Text segment »
____

Various other factors besides IBV infection (e.g. nutritional deficiencies, concurrent disease challenge, hen age, egg storage temperature, time delay and humidity) can affect the Haugh unit measurement of an egg.23, 24, 25, 46, 47 The timeline of experimental IBV infection and its relationship to when poor‐quality eggs are detected indicates that a drop in egg production and egg shell quality becomes apparent during the second week after infection and may last for 2–4 weeks;48 hence the effect occurs some time after virus has ceased replicating. How and when the Haugh units were measured for data collected on farm could not be controlled for this study, but based on discussions with each farmer, the data collected were assessed in line with standard procedures (Haugh units assessed against industry standards for hens' breed and age) to ensure the highest possible accuracy of the assessment of internal egg quality. Although these factors and inconsistencies lead to the conclusion that measurement of Haugh units is too subjective to be an effective measure of internal egg quality, measurement of the Haugh units, correlated with hen age, is the current industry standard for determination of egg quality. The majority of the Haugh unit data showed that all flocks produced eggs with above (in some cases well above) the average expected value for the respective breed of chicken at the age the swabs were taken.

The results demonstrated that the presence of IBV in a flock was not a causative agent of poor‐quality eggs, as 76% of submissions that were positive for IBV were associated with Haugh units that were acceptable by industry standards for hen age and strain, although the statistical analysis indicated that the presence of IBV in a flock is a potential risk factor for the production of eggs with Haugh units that are outside the industry standards. This could suggest that potentially some Australian IBVs may have tropism for the oviduct, causing the production of poor‐quality eggs with reduced albumen quality. Although in controlled studies some Australian IBV strains have been shown to grow in and damage oviductal tissues,29, 30 there has not been a successful isolation of a field strain of IBV from the oviduct of layer hens producing poor‐quality eggs. Often other factors, besides infectious pathogens such as IBV, are involved in the production of poor‐quality eggs.21 Our study identified flock type as a potential risk factor; however, this risk factor is related to flock size (i.e. caged hens are housed at a higher density than free‐range hens and therefore caged flocks are generally larger than free‐range flocks). In terms of the effect of chicken breed on Haugh units, comparisons of Hy‐line Brown, Hisex and Isa Brown hens have consistently demonstrated that eggs produced by Hisex and Isa Brown hens have lower Haugh units than eggs produced by other brown‐egg layers.29, 47

All farms practised varying IB vaccination protocols. In some cases, live vaccines I and VicS were used, but in other cases, live vaccines I, VicS and A were used in various combinations at different ages. Flocks were vaccinated every 6 or 8 weeks during lay and only two flocks were vaccinated during the rearing period only, despite a previous study that concluded there was little advantage and more disadvantage associated with regular revaccination during lay in Australian layer flocks.22 The same study also indicated that effective vaccination during the rearing period was more important when considering IBV vaccination protocols.

____

Study questions »
[A] From the text on IBV and egg quality, return verbatim the part that opens with the words containing "All farms practised" and closes with "IBV vaccination protocols.".
[B] Translate this sentence from the text on IBV and egg quality into Spanish: "The same study also indicated that effective vaccination during the rearing period was more important when considering IBV vaccination protocols."

____

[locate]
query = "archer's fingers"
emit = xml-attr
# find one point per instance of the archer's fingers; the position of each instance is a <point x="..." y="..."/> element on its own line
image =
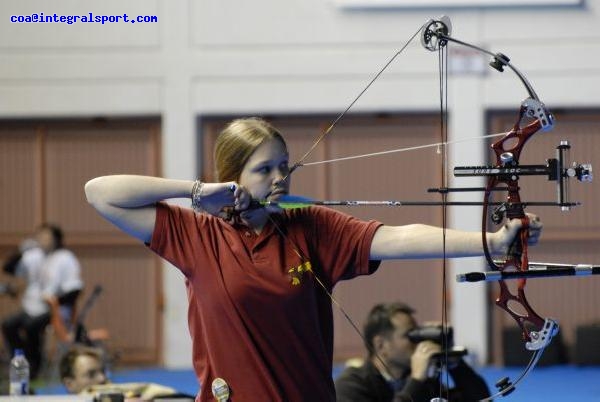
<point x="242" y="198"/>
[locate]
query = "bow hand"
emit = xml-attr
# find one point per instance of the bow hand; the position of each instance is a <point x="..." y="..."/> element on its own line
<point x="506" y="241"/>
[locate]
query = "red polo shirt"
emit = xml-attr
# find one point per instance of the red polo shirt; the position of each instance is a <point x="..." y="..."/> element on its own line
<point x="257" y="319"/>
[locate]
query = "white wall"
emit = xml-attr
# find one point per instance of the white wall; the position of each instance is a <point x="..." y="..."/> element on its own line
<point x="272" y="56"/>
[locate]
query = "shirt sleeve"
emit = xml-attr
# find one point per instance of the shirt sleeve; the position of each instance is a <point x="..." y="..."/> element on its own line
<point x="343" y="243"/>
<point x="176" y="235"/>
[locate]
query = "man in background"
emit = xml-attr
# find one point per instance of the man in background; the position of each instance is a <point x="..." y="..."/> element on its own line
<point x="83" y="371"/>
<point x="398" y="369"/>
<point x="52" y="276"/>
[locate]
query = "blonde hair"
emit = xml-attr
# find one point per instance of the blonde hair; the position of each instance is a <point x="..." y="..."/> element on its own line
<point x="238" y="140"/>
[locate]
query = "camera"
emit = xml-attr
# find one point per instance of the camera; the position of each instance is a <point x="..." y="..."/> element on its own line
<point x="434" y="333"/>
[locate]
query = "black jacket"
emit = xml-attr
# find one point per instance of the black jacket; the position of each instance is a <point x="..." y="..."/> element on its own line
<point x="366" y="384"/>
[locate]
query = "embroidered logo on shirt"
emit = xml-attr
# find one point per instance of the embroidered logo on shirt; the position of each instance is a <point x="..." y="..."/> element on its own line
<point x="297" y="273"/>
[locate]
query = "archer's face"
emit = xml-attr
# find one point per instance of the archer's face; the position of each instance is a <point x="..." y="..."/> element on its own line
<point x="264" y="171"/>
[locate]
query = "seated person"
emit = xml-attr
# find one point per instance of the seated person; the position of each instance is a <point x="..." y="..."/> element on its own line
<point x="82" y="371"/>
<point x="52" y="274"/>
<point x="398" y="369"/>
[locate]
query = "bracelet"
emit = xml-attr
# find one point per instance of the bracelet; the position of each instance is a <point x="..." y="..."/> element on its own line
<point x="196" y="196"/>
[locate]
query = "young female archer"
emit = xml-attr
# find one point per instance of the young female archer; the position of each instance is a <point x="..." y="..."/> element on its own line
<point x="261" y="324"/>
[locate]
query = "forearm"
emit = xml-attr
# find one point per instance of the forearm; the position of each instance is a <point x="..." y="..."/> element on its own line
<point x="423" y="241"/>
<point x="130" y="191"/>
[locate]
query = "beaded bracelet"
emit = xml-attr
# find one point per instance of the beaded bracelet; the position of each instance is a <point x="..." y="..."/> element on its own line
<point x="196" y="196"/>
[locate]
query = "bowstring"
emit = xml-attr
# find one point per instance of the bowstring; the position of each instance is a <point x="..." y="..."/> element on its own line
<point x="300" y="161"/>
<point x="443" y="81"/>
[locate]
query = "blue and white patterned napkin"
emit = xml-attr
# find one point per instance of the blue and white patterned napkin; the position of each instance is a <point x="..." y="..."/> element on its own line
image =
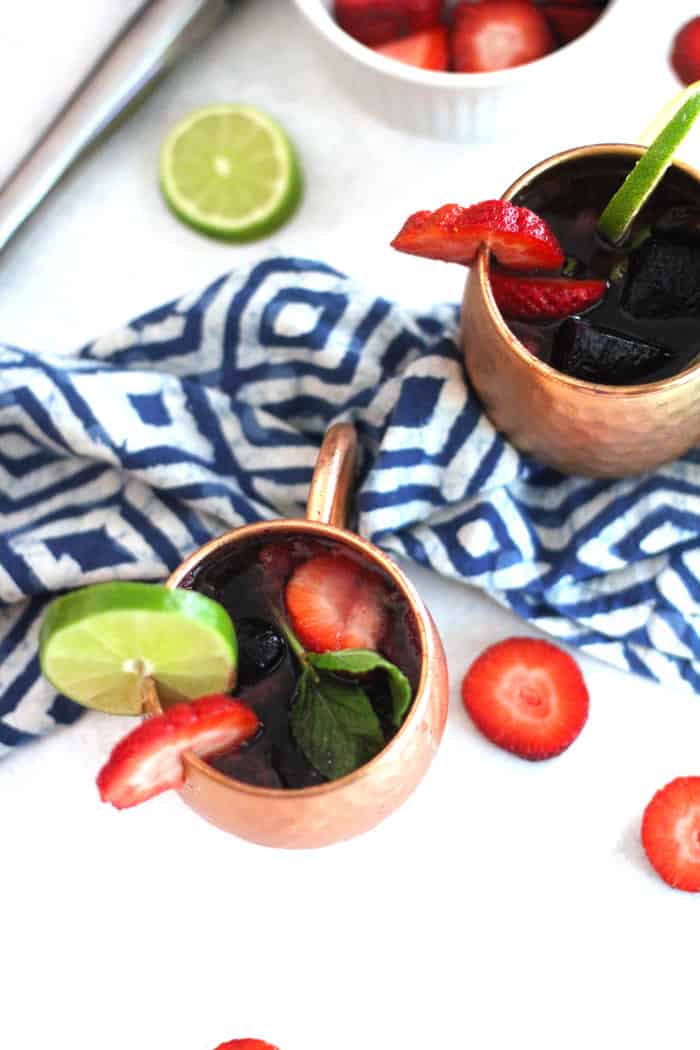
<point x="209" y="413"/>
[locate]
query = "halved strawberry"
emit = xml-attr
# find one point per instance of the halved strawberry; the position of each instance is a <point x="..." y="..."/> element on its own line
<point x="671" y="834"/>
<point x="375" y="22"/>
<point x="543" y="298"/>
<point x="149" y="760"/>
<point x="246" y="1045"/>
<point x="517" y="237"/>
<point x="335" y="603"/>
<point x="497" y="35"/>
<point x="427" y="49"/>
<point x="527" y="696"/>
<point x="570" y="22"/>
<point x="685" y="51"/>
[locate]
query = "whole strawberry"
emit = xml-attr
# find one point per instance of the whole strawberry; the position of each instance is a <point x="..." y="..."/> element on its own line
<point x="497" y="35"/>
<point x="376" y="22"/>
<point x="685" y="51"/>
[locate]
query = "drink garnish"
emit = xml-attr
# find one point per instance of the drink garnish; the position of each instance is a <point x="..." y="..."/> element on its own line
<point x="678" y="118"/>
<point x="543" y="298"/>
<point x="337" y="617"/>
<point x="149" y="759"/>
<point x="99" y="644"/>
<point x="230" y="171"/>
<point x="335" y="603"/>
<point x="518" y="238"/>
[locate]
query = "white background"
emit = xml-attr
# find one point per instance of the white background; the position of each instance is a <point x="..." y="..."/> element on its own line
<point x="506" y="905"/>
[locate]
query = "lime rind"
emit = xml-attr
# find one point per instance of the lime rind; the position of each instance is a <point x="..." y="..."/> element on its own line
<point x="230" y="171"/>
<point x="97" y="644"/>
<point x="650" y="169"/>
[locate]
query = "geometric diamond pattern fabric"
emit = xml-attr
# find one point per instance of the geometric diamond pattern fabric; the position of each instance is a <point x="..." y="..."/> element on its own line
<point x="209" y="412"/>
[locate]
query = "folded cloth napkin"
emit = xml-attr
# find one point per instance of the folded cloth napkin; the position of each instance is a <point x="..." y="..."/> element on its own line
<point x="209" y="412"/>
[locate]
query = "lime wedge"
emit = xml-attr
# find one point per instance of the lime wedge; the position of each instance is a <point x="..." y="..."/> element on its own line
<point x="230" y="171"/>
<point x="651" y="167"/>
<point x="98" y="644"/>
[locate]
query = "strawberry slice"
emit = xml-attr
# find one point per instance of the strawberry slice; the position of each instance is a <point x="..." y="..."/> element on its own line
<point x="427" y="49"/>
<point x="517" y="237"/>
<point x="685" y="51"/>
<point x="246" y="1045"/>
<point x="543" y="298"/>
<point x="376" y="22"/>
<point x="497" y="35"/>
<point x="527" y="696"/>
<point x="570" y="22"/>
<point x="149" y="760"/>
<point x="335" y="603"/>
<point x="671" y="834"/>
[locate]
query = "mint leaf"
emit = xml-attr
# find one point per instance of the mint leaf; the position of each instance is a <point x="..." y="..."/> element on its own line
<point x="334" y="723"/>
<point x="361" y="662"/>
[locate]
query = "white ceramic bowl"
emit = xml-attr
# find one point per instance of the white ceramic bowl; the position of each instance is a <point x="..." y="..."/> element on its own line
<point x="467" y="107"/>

____

Answers to this exercise »
[A]
All farms practised varying IB vaccination protocols. In some cases, live vaccines I and VicS were used, but in other cases, live vaccines I, VicS and A were used in various combinations at different ages. Flocks were vaccinated every 6 or 8 weeks during lay and only two flocks were vaccinated during the rearing period only, despite a previous study that concluded there was little advantage and more disadvantage associated with regular revaccination during lay in Australian layer flocks.22 The same study also indicated that effective vaccination during the rearing period was more important when considering IBV vaccination protocols.

[B] El mismo estudio también indicó que una vacunación eficaz durante el período de cría era más importante al considerar los protocolos de vacunación contra el IBV.